Exercise text Start Marker

An ONP is usually located at a hospital or clinic where surgeries can be performed, tests and x-rays carried out, and recovery managed after an operation. However, an ONP can work for an orthopedic surgeon in their practice rooms where they see patients initially before deciding on a prognosis and treatment protocol. Some patients will require extensive rehabilitation after surgery so some ONPs work at rehabilitation centers. Others may prefer to work at an assisted living facility to help patients, especially the elderly, with poor mobility due to musculoskeletal issues.

The Path to Qualifying as an ONP

There is a carefully designed route that takes novices through training and qualifications before they can work and practice as ONPs. Although the requirements are rigorous and take time, once qualified, the ONP will be earning one of the highest salaries for RNs in the United States. The final step is to obtain a Master of Science in Nursing (MSN) degree. The ONP must first complete the Bachelor of Science in Nursing (BSN) Degree. The prospective ONP can progress from a Wilkes BSN to MSN degree.

For a new student who has not qualified as a nurse yet, the Bachelor of Science in Nursing (BSN) degree will take three or four years to complete. Whereas those who have already earned an Associate Degree in Nursing (ADN) can move directly into BSN program as a registered nurse (RN). This allows the person to obtain their BSN in less than two years. Additionally, if an RN has attended college for an Associate Degree in Vocational Nursing (ASVN), they need not complete the three semesters at the beginning of the BSN degree.

Once a BSN qualification has been obtained, the RN must get a nursing license. This requires sitting for and passing the National Council Licensure Examination for Registered Nurses (NCLEX-RN Certification Exam). At this stage, the RN can begin the MSN degree. This will take between one-and-a-half and two years to complete. With an MSN qualification, an ONP is in line to earn a top salary.

Exercise text End Marker
Supplied entries Start Marker

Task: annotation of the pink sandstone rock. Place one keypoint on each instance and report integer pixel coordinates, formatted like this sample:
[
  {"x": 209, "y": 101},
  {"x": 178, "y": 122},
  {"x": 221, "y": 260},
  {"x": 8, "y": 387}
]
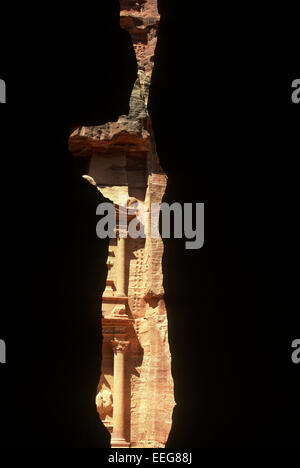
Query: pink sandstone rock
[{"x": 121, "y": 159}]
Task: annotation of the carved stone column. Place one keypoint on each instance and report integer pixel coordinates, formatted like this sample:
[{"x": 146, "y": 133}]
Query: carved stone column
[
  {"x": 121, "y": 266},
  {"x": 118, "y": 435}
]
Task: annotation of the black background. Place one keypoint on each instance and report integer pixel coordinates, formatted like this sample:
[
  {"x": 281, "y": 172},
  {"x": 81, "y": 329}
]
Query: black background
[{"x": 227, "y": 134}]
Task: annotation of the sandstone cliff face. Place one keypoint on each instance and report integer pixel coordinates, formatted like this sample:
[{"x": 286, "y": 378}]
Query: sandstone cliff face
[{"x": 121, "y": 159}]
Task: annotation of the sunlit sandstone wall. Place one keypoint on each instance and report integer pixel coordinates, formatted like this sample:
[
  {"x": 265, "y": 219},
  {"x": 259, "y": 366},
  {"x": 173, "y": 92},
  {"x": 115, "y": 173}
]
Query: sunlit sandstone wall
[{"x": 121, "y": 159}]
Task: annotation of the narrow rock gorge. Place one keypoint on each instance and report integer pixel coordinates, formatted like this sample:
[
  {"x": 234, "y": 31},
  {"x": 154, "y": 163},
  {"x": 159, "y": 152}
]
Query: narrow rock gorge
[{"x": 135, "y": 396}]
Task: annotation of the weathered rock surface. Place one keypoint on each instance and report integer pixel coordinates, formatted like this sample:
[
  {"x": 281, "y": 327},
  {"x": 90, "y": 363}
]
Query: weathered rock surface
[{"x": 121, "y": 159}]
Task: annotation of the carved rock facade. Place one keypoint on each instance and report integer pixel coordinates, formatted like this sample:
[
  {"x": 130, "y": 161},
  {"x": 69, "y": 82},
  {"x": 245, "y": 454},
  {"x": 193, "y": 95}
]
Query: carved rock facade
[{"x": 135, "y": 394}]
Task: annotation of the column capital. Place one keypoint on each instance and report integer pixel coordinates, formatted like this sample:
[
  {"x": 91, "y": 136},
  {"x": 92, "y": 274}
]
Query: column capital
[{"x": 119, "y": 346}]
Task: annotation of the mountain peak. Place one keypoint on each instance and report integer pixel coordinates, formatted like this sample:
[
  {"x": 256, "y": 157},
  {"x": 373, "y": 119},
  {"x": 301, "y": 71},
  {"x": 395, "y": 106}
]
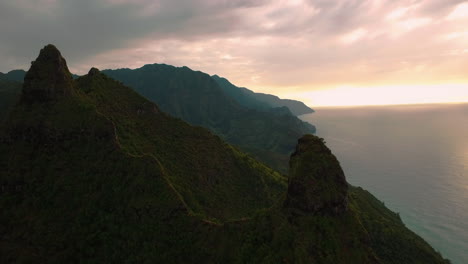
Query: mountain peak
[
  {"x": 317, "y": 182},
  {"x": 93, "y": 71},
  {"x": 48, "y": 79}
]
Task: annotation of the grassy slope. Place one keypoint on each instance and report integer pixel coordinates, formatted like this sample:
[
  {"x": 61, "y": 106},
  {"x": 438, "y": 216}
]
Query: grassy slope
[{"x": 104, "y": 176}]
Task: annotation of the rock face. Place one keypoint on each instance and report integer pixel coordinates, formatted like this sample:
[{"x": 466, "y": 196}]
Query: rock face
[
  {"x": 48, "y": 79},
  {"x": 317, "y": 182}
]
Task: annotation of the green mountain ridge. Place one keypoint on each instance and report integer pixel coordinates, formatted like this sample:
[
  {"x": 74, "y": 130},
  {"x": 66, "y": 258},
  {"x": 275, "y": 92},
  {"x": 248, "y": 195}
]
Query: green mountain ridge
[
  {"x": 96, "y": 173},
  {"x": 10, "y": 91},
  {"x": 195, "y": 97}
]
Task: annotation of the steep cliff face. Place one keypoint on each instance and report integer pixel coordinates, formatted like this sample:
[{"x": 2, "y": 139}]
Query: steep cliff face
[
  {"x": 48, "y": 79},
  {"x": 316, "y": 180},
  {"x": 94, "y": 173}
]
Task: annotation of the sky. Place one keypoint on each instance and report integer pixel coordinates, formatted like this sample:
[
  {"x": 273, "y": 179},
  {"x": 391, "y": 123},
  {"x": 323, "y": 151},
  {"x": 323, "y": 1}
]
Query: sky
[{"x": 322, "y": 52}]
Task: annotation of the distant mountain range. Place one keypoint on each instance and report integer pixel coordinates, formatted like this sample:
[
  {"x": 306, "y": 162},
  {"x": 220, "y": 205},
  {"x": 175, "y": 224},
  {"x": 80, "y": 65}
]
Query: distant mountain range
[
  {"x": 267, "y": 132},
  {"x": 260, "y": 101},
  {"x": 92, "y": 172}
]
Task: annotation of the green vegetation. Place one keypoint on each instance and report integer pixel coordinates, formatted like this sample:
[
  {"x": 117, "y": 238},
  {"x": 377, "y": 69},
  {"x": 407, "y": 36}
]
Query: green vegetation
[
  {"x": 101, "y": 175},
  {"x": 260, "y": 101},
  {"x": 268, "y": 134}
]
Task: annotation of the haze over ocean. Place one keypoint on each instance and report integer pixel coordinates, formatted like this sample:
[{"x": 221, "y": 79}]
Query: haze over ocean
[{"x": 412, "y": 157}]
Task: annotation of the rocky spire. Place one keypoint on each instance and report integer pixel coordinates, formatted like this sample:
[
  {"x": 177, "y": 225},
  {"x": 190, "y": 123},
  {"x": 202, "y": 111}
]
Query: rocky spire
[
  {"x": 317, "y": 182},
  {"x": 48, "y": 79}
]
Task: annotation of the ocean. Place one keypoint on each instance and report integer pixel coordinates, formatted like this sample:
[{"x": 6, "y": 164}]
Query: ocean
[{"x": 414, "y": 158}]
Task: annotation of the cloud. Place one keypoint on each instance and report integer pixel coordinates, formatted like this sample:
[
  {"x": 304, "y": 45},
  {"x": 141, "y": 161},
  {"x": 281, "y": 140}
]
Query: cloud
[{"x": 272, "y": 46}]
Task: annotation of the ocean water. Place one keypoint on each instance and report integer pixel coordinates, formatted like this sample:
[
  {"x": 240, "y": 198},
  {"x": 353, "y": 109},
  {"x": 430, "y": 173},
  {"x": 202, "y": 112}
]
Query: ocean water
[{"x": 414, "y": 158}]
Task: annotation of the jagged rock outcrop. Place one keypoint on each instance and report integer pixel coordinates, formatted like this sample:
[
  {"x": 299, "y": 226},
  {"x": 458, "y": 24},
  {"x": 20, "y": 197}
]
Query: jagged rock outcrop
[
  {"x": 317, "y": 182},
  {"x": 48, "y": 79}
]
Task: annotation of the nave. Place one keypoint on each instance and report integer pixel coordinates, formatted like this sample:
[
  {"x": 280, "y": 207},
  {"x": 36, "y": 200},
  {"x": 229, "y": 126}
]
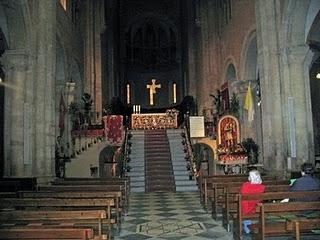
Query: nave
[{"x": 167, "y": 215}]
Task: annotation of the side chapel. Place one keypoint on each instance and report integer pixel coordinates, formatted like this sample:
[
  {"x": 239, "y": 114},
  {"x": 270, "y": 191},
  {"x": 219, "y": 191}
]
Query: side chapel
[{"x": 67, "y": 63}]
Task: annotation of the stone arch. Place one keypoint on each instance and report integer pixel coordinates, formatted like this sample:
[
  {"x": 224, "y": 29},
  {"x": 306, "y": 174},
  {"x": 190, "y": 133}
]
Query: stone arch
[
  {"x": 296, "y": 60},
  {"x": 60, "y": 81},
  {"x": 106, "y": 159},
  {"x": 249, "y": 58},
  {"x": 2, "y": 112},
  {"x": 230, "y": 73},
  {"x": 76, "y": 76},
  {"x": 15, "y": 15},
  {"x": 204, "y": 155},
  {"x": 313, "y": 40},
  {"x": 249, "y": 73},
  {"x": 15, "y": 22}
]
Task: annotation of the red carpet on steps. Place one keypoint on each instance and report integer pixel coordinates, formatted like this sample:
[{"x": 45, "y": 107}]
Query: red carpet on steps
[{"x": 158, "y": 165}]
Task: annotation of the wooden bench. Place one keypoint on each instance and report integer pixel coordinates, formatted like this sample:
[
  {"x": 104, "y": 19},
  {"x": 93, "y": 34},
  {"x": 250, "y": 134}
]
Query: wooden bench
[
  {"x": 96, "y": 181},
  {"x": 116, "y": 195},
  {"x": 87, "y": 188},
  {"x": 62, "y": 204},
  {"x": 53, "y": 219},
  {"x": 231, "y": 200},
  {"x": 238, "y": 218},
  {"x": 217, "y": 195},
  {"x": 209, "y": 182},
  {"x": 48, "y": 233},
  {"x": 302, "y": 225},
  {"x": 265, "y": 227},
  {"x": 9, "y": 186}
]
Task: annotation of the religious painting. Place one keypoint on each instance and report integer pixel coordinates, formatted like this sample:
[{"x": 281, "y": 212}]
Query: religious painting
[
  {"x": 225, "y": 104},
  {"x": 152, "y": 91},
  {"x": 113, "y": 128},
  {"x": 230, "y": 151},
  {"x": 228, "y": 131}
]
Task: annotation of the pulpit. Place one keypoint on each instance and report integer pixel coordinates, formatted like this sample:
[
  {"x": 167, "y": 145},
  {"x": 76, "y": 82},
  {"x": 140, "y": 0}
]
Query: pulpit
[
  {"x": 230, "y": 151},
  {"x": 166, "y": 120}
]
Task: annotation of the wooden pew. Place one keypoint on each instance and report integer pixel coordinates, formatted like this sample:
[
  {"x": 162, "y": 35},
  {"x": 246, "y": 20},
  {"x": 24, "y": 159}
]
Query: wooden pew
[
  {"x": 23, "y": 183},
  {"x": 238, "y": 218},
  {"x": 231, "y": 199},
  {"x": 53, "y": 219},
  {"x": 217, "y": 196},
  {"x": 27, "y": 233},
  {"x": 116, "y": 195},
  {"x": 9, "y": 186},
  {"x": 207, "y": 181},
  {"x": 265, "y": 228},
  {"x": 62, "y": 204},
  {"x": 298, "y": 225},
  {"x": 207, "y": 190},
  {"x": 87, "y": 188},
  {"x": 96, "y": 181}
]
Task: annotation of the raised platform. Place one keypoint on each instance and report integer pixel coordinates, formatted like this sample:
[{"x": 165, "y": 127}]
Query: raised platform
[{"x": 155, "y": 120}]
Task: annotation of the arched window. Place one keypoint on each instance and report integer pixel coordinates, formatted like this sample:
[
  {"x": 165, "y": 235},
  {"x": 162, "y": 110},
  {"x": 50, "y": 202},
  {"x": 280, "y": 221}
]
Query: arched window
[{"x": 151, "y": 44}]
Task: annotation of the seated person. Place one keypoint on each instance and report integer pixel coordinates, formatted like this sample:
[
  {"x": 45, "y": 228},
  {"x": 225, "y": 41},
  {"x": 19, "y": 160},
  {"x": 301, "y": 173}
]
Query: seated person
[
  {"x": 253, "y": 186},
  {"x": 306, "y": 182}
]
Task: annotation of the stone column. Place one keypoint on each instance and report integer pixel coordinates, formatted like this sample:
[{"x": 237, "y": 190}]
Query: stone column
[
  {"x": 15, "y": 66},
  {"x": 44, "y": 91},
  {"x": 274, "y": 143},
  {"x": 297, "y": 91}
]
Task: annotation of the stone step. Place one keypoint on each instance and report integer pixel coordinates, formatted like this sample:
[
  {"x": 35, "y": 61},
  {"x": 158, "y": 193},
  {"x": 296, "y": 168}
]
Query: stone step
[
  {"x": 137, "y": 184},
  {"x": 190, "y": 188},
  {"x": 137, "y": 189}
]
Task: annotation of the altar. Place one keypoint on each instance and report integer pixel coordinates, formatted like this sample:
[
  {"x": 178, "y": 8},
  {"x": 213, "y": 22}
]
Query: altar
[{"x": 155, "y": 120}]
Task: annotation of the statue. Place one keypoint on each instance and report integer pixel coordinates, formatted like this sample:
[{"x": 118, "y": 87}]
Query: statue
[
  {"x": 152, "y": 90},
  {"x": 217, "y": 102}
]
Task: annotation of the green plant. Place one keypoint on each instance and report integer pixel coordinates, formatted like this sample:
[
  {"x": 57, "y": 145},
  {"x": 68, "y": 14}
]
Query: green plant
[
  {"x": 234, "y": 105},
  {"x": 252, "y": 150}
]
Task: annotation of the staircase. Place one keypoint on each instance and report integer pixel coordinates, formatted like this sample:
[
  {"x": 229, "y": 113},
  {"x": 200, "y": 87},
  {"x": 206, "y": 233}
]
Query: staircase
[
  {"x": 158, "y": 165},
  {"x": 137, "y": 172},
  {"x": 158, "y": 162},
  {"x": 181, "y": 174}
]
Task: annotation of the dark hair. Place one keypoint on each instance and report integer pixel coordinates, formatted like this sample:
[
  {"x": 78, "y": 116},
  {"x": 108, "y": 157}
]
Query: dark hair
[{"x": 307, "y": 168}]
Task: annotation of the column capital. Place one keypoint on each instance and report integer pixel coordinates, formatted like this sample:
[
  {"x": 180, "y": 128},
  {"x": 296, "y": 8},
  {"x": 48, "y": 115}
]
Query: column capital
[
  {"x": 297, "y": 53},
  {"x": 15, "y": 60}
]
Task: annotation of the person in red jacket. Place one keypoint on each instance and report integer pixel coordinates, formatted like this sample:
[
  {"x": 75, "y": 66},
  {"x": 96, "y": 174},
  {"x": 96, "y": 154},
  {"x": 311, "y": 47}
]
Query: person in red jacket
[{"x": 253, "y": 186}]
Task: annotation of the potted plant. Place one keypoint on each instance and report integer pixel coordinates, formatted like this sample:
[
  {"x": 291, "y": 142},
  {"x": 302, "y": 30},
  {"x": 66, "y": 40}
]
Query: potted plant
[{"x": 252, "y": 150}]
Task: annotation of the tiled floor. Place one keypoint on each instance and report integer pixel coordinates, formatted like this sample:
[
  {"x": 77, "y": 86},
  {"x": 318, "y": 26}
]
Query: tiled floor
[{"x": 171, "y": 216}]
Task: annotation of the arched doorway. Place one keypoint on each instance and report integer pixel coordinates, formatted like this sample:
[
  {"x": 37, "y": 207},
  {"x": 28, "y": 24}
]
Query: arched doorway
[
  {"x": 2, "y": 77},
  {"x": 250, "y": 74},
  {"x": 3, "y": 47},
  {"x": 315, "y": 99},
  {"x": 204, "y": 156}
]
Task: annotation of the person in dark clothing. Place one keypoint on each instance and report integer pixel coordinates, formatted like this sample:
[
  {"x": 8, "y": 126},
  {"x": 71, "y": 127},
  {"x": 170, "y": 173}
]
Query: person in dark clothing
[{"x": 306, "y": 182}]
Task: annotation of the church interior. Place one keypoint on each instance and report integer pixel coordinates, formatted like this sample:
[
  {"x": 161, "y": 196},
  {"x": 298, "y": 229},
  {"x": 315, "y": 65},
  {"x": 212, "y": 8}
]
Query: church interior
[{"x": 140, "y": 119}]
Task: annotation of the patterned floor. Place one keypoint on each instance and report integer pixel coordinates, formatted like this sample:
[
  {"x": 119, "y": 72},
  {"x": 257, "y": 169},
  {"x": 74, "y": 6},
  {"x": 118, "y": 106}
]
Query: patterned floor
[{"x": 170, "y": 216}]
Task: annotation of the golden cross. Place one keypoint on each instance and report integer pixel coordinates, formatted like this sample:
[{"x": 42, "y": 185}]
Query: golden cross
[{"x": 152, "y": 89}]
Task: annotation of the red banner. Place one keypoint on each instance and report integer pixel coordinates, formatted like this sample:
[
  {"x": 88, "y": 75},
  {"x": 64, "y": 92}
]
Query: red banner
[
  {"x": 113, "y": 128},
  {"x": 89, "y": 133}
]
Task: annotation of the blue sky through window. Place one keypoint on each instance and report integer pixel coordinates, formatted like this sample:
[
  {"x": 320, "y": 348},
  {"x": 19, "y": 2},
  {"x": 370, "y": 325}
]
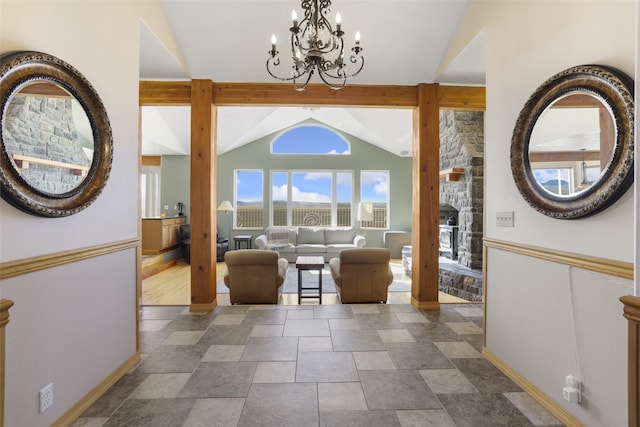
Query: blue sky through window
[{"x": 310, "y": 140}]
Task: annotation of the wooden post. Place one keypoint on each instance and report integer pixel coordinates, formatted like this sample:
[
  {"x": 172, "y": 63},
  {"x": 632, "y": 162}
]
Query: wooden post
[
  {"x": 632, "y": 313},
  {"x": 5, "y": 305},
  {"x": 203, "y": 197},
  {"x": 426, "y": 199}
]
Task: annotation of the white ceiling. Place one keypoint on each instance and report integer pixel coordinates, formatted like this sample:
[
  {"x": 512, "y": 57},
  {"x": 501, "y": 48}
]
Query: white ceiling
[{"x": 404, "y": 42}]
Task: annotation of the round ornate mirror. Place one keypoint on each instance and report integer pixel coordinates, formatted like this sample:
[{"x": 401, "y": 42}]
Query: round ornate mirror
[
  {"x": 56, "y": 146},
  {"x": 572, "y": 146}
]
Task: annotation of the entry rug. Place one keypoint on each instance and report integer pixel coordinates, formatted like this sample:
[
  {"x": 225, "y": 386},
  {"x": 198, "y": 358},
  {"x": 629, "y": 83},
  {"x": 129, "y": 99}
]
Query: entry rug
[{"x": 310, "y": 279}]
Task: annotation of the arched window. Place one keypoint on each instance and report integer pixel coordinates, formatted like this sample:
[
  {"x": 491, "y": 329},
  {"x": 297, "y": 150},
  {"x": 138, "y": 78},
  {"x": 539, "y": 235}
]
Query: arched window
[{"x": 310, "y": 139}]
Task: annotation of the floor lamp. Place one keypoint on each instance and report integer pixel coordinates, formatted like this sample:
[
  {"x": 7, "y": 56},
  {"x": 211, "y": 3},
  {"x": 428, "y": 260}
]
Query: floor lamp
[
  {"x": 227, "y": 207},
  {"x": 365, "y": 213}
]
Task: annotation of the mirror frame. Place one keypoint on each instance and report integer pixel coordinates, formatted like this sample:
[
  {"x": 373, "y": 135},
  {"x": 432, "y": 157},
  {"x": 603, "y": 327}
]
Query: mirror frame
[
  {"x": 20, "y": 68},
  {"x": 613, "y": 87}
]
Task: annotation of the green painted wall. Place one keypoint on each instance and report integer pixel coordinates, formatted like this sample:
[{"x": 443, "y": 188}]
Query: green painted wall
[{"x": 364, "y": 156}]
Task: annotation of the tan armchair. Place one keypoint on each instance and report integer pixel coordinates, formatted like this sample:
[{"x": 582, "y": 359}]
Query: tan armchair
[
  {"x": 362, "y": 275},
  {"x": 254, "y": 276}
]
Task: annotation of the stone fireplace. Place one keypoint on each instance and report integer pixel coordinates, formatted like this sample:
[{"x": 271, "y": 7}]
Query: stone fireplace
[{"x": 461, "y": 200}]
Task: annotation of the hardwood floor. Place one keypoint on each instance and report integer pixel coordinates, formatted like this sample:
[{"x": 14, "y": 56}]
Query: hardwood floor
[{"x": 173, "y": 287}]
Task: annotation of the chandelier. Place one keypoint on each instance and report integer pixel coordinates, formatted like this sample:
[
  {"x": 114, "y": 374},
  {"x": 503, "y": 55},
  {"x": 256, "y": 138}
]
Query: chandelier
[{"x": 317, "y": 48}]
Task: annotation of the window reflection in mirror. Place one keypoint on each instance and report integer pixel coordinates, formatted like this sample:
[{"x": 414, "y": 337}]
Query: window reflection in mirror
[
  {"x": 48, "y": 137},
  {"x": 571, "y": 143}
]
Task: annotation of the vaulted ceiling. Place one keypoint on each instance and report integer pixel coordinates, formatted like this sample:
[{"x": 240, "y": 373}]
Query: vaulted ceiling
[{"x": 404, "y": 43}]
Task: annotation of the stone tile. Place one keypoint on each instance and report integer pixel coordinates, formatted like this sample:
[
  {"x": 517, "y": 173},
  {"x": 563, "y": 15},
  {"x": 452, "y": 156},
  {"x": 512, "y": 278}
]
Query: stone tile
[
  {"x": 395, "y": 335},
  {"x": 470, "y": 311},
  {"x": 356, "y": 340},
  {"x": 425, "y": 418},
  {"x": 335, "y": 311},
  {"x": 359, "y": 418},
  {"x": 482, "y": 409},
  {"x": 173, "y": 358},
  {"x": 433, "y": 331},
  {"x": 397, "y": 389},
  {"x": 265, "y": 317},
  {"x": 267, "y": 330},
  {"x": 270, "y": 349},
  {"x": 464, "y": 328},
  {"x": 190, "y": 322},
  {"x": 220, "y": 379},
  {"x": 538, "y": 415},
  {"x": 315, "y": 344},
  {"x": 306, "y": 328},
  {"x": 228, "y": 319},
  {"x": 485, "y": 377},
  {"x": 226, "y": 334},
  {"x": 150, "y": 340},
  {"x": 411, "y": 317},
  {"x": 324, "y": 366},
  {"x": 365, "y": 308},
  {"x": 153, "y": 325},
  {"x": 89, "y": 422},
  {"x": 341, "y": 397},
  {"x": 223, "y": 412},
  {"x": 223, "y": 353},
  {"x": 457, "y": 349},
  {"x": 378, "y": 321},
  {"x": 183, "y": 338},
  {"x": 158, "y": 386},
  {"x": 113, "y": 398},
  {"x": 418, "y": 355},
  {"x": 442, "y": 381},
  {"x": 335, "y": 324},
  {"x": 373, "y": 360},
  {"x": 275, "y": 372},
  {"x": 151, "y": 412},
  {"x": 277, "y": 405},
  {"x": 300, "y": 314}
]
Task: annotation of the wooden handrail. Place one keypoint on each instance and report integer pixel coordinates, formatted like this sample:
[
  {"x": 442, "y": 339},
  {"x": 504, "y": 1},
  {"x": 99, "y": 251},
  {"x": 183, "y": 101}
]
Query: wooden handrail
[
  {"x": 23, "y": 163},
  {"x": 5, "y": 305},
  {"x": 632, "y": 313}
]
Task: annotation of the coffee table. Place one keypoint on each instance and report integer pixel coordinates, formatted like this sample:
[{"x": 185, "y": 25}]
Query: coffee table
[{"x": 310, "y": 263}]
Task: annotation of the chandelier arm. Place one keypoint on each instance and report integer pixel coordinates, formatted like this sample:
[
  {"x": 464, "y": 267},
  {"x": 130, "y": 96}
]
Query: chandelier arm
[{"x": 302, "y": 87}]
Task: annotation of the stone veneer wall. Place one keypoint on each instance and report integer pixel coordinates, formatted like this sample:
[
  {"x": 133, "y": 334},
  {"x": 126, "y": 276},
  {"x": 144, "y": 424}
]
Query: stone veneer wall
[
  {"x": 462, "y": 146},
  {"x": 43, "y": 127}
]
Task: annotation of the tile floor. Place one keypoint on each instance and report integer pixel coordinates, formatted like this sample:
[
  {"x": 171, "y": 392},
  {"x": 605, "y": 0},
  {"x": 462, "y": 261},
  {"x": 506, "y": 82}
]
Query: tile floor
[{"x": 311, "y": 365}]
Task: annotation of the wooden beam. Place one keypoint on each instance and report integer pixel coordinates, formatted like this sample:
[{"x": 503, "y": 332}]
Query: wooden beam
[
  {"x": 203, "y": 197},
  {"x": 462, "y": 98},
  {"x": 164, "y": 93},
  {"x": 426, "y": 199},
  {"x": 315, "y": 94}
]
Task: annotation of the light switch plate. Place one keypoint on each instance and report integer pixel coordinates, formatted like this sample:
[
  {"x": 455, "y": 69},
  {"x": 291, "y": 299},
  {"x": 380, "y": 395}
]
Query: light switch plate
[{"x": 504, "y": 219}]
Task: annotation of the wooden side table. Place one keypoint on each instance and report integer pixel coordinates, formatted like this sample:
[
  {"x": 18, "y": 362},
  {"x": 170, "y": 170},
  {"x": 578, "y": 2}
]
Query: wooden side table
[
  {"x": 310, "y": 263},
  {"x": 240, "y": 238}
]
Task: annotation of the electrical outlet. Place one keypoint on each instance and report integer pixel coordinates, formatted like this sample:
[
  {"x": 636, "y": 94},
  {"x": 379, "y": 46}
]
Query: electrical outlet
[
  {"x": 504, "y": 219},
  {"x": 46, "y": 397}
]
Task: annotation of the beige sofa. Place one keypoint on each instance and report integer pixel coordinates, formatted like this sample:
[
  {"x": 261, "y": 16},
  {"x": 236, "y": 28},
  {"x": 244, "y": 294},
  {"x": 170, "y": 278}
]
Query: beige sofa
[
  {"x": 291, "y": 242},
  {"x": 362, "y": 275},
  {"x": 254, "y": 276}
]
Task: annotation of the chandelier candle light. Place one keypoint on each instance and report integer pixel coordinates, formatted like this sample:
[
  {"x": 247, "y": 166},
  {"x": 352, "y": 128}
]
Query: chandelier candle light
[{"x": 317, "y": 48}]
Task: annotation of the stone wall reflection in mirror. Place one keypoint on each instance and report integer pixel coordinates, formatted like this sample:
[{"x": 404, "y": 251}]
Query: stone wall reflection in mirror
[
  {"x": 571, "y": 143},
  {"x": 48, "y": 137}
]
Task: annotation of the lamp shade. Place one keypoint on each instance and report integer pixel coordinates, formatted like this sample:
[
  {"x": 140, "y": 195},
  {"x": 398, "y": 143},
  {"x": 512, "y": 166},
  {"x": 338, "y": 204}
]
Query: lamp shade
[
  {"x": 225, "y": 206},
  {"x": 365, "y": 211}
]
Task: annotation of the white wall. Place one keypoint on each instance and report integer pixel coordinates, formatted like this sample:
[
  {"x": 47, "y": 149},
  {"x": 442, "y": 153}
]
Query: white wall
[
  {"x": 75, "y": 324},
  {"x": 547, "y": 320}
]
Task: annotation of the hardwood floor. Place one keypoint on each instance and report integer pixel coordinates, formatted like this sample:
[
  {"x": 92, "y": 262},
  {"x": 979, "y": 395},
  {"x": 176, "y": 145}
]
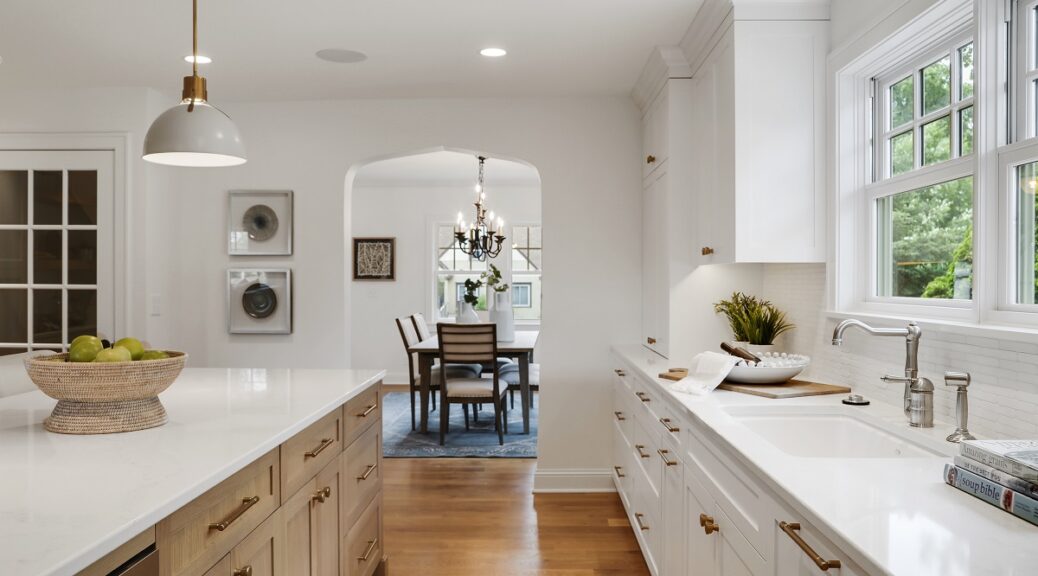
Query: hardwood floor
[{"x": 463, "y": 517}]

Supplied entries End Marker

§ **Activities**:
A - Print the passage on orthopedic nurse practitioners, starting at the words "There is a carefully" and ending after "to MSN degree.".
B - Name every degree that the passage on orthopedic nurse practitioners mentions, giving each one's full name.
C - Pick up the passage on orthopedic nurse practitioners after its last sentence and continue it.

§ **Answers for each item**:
A -
There is a carefully designed route that takes novices through training and qualifications before they can work and practice as ONPs. Although the requirements are rigorous and take time, once qualified, the ONP will be earning one of the highest salaries for RNs in the United States. The final step is to obtain a Master of Science in Nursing (MSN) degree. The ONP must first complete the Bachelor of Science in Nursing (BSN) Degree. The prospective ONP can progress from a Wilkes BSN to MSN degree.

B -
Master of Science in Nursing (MSN)
Bachelor of Science in Nursing (BSN)
Associate Degree in Nursing (ADN)
Associate Degree in Vocational Nursing (ASVN)

C -
The Final Steps to Qualify as an ONP

Having completed the MSN degree, the prospective ONP must gain hands-on experience as an RN. This means undertaking 2,000 hours of practical work as an RN. There may be some credits earned while studying for the MSN degree that will reduce the number of hours of practical work required.

Finally, the individual is ready for the last step. To become an ONP, the RN will have to take the Orthopaedic Nurses Certification Board (ONCB) exam, notably the ONC-P certification examination. This examination measures competency-based skills and knowledge with 15 unscored and 135 scored questions. These exam questions will test the student on metabolic bone disorders, musculoskeletal tumors, inflammatory disorders, sports injuries, orthopedic trauma, degenerative disorders, congenital and pediatric conditions, and neuromuscular disorders.

Additionally, the examinee will have to answer questions related to various tasks or roles. This includes a researcher, consultant, manager, educator, and clinician/practitioner.

Statistics for RNs in the United States

According to the Bureau For Labor Statistics, job opportunities for all RNs who are qualified and licensed will grow at a rate of 52% in the decade between 2020 and 2030. This is eight percent higher growth than for any other career in the US.  This increased need for qualified nurses is fuelled by an aging population that requires more chronic and acute healthcare. As much of the work that ONPs do is with the elderly, who are more prone to falls and degenerative conditions, the employment opportunities will be abundant for this group of specialists.

The states that employ the most RNs are Texas, California, New York, Florida, and Tennessee. The number of employed RNs in these stats ranges from 11,360 to 17,810. Salaries across these states also differ and varied between $95,120 (Tennessee) and $151,830 (California) in 2021.

Although the route from RN to ONP with an MSN degree is lengthy, it is well worth the investment of time and energy for a rewarding career.